● **Exercise brief**:
Transcribe the records that follow. Keep every word exactly, and drop the pictures.

● **Available data**:
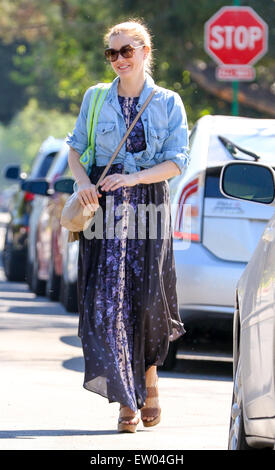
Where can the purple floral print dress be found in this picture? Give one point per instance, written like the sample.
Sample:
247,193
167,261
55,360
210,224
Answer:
127,300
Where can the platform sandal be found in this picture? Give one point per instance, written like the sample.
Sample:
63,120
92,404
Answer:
151,411
126,427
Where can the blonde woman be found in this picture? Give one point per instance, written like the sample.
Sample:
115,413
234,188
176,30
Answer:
127,285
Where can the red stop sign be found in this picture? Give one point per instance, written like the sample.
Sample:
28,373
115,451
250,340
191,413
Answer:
236,36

● **Reply**:
Where can the purple floral print dress be found in this picture? Give one point per instance, written like the sample.
Sample:
247,193
167,261
55,360
210,224
Answer:
127,300
Where can the platform sandal be found in this picture? Give one point per instance, written like the sample.
Sample:
63,120
92,404
Answer:
151,411
126,427
Where can the blonde woman be found in this picture? Give one point per instance, written like the sample.
Sample:
115,413
234,188
176,30
Answer:
127,285
Where can the red stop sign be found in this picture? Give one point per instance, written like the sample.
Sample:
28,373
115,451
250,340
191,413
Answer:
236,36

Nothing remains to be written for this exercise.